STUDY TEXT ::
---+---

A Ph.D. at WPI applies scientific inquiry and in-depth investigation to tackle modern challenges facing humanity. Graduates are well positioned for careers in industry, government, and academics due to the grounding in the physical and life sciences combined with an understanding of frontiers of interdisciplinary research.
The Ph.D. program offers separate degrees in biochemistry and chemistry. As an applicant, if you are unsure whether your interests lie in chemistry or biochemistry, you may find clarification in identifying the research that interests you from our faculty webpages.
Funding and health benefits
Graduate students pursuing a Ph.D. are full-time students that are paid stipends based on assistantships for teaching or research (i.e. a T.A. or an R.A.). Ph.D. students are eligible for full health/dental insurance benefits, and the tuition fee is waived.
Coursework requirements are tailored for each student's needs and goals in order to best equip them for their research efforts. See our course listing for a description of our currently-offered courses.
The flexibility of the Ph.D. program is particularly useful for students interested in pursuing an interdisciplinary course of study. Students may take courses in departments outside of Chemistry and Biochemistry, such as Biology and Biotechnology, any of several engineering departments, and WPI's School of Business.

---+---

SUPPLIED DATA ::
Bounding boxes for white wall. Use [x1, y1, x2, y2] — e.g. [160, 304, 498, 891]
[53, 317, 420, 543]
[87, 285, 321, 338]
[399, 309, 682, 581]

---+---

Reproduce, word for word, the stretch of the text on WPI's chemistry and biochemistry Ph.D. program from "A Ph.D. at WPI" through "fee is waived.".

YOUR RESPONSE ::
A Ph.D. at WPI applies scientific inquiry and in-depth investigation to tackle modern challenges facing humanity. Graduates are well positioned for careers in industry, government, and academics due to the grounding in the physical and life sciences combined with an understanding of frontiers of interdisciplinary research.
The Ph.D. program offers separate degrees in biochemistry and chemistry. As an applicant, if you are unsure whether your interests lie in chemistry or biochemistry, you may find clarification in identifying the research that interests you from our faculty webpages.
Funding and health benefits
Graduate students pursuing a Ph.D. are full-time students that are paid stipends based on assistantships for teaching or research (i.e. a T.A. or an R.A.). Ph.D. students are eligible for full health/dental insurance benefits, and the tuition fee is waived.